[Dataset entries]
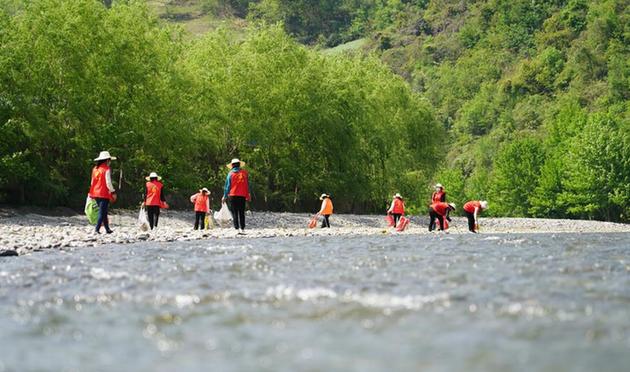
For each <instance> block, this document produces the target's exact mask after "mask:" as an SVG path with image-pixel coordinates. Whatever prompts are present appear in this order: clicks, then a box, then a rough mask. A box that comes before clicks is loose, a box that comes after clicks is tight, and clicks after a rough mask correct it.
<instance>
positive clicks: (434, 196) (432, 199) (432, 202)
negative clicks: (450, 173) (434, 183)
mask: <svg viewBox="0 0 630 372" xmlns="http://www.w3.org/2000/svg"><path fill="white" fill-rule="evenodd" d="M440 202H442V203H446V192H445V191H444V186H442V184H441V183H436V184H435V192H434V193H433V194H432V195H431V204H433V203H440Z"/></svg>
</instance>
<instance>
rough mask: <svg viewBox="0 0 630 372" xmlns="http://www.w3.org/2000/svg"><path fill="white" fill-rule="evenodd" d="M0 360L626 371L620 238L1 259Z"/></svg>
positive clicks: (365, 242) (629, 310)
mask: <svg viewBox="0 0 630 372" xmlns="http://www.w3.org/2000/svg"><path fill="white" fill-rule="evenodd" d="M0 345H1V348H0V371H101V370H109V371H209V370H212V371H241V370H242V371H259V370H261V371H296V370H308V371H330V370H336V371H383V370H387V371H412V370H413V371H417V370H427V371H474V370H479V371H481V370H483V371H511V370H522V371H525V370H527V371H531V370H534V371H595V370H597V371H628V370H629V368H630V367H629V366H630V234H581V235H576V234H564V235H562V234H561V235H543V234H540V235H539V234H529V235H497V236H489V235H479V236H470V235H447V236H438V235H433V236H407V235H398V236H374V237H366V236H356V237H332V236H331V237H308V238H271V239H233V240H206V241H196V242H186V243H164V244H157V243H150V244H149V243H146V244H135V245H110V246H100V247H95V248H82V249H77V250H75V251H73V252H61V251H52V250H51V251H46V252H39V253H36V254H33V255H30V256H24V257H18V258H10V257H9V258H0Z"/></svg>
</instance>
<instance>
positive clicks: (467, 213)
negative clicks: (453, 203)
mask: <svg viewBox="0 0 630 372" xmlns="http://www.w3.org/2000/svg"><path fill="white" fill-rule="evenodd" d="M464 213H466V218H468V230H469V231H471V232H476V231H475V215H474V213H470V212H468V211H464Z"/></svg>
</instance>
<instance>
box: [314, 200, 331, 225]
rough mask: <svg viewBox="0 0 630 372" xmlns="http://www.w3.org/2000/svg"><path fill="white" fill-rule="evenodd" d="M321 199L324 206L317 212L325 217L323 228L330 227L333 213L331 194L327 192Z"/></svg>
mask: <svg viewBox="0 0 630 372" xmlns="http://www.w3.org/2000/svg"><path fill="white" fill-rule="evenodd" d="M319 200H321V201H322V206H321V208H320V209H319V212H317V215H319V216H322V217H323V219H322V228H324V227H328V228H330V215H331V214H332V213H333V205H332V200H331V199H330V195H328V194H325V193H324V194H322V195H321V196H320V197H319Z"/></svg>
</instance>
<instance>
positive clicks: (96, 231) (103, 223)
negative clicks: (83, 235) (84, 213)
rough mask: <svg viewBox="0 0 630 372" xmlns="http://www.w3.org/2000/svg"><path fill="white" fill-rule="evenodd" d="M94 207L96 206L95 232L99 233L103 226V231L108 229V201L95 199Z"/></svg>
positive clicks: (99, 199) (108, 199) (97, 198)
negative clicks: (95, 201)
mask: <svg viewBox="0 0 630 372" xmlns="http://www.w3.org/2000/svg"><path fill="white" fill-rule="evenodd" d="M95 200H96V205H98V220H97V221H96V232H100V230H101V226H102V225H104V226H105V231H110V229H109V219H108V218H107V209H108V208H109V199H103V198H96V199H95Z"/></svg>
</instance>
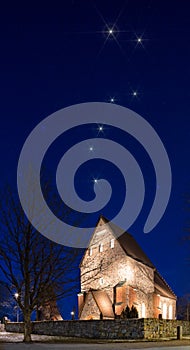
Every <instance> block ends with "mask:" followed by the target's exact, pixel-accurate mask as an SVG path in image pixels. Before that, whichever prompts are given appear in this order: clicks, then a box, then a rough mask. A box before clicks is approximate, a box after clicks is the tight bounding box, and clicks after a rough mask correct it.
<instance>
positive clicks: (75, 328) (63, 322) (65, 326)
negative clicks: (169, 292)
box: [6, 318, 190, 339]
mask: <svg viewBox="0 0 190 350" xmlns="http://www.w3.org/2000/svg"><path fill="white" fill-rule="evenodd" d="M177 326H181V327H182V334H183V335H190V322H188V321H177V320H159V319H143V318H141V319H139V318H138V319H128V320H121V319H116V320H89V321H45V322H32V333H33V334H41V335H42V334H44V335H56V336H65V337H80V338H98V339H158V338H168V337H171V338H176V337H177ZM6 331H7V332H18V333H22V332H23V323H16V322H8V323H7V324H6Z"/></svg>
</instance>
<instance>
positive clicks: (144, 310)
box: [141, 303, 146, 318]
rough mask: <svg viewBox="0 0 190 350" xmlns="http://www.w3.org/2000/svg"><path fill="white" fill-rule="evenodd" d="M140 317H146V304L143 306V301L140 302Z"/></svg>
mask: <svg viewBox="0 0 190 350" xmlns="http://www.w3.org/2000/svg"><path fill="white" fill-rule="evenodd" d="M141 317H142V318H145V317H146V306H145V303H142V305H141Z"/></svg>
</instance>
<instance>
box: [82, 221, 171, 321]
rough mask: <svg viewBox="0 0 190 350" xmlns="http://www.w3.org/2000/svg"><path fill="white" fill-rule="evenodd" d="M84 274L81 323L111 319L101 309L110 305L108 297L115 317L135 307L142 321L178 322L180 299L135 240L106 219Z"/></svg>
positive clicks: (84, 266)
mask: <svg viewBox="0 0 190 350" xmlns="http://www.w3.org/2000/svg"><path fill="white" fill-rule="evenodd" d="M80 270H81V292H82V293H80V297H79V310H80V312H79V317H80V315H81V317H80V319H86V317H88V316H89V315H91V316H92V317H93V318H95V319H99V317H100V313H102V317H103V318H104V317H107V316H105V315H104V312H102V311H101V307H100V305H101V302H102V303H103V304H104V303H105V304H106V297H105V295H107V297H108V299H109V300H110V301H111V304H110V305H112V307H111V308H110V310H111V309H112V310H113V312H114V315H115V317H116V316H119V315H121V313H122V311H123V309H124V308H125V307H126V306H127V305H129V307H132V305H133V306H135V307H136V308H137V310H138V314H139V317H159V315H160V314H163V316H164V318H167V317H168V318H175V305H176V296H175V294H174V293H173V292H172V290H171V289H170V287H169V286H168V284H167V283H166V281H165V280H164V279H163V278H162V276H161V275H160V274H159V273H158V272H157V270H156V268H155V266H154V265H153V264H152V262H151V261H150V259H149V258H148V257H147V255H146V254H145V253H144V252H143V250H142V249H141V247H140V246H139V245H138V243H137V242H136V241H135V239H134V238H133V236H131V235H130V234H129V233H127V232H125V233H123V231H122V229H120V228H118V227H117V226H116V225H115V224H113V223H112V222H109V221H108V220H106V219H105V218H103V217H101V218H100V219H99V221H98V224H97V227H96V229H95V231H94V233H93V235H92V238H91V241H90V243H89V247H88V248H87V249H86V251H85V254H84V257H83V259H82V262H81V264H80ZM105 293H106V294H105ZM86 297H87V299H86ZM108 299H107V300H108ZM107 305H108V303H107ZM91 307H92V309H91ZM97 307H98V309H97ZM92 310H94V311H93V312H92ZM98 310H99V311H98ZM81 312H82V314H81ZM94 315H95V316H94ZM97 315H98V316H97ZM89 317H90V316H89Z"/></svg>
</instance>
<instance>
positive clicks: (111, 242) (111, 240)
mask: <svg viewBox="0 0 190 350" xmlns="http://www.w3.org/2000/svg"><path fill="white" fill-rule="evenodd" d="M114 241H115V240H114V238H113V239H111V244H110V246H111V248H114Z"/></svg>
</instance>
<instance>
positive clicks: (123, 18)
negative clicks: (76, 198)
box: [0, 0, 190, 295]
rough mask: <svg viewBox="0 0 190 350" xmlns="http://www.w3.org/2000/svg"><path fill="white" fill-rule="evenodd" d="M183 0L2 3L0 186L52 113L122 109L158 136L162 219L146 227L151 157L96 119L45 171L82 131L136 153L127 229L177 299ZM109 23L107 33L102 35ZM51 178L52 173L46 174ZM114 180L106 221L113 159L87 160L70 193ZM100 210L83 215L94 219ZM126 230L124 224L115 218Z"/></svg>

ABOUT THIS TASK: Look above for the line with "box: [314, 200, 331, 225]" and the line with "negative clicks: (83, 235) (84, 213)"; transcribe both and all lines in between, exactly, and nothing else.

SOLUTION TO THIS PROBLEM:
box: [314, 200, 331, 225]
rough mask: <svg viewBox="0 0 630 372" xmlns="http://www.w3.org/2000/svg"><path fill="white" fill-rule="evenodd" d="M321 199L324 206L317 212L325 217L323 228L330 227L333 213L331 194L327 192Z"/></svg>
mask: <svg viewBox="0 0 630 372" xmlns="http://www.w3.org/2000/svg"><path fill="white" fill-rule="evenodd" d="M319 200H321V201H322V206H321V208H320V209H319V212H317V215H319V216H322V217H323V219H322V228H324V227H328V228H330V215H331V214H332V213H333V205H332V200H331V199H330V195H328V194H325V193H324V194H322V195H321V196H320V197H319Z"/></svg>
</instance>
<instance>
positive clicks: (96, 231) (103, 223)
negative clicks: (83, 235) (84, 213)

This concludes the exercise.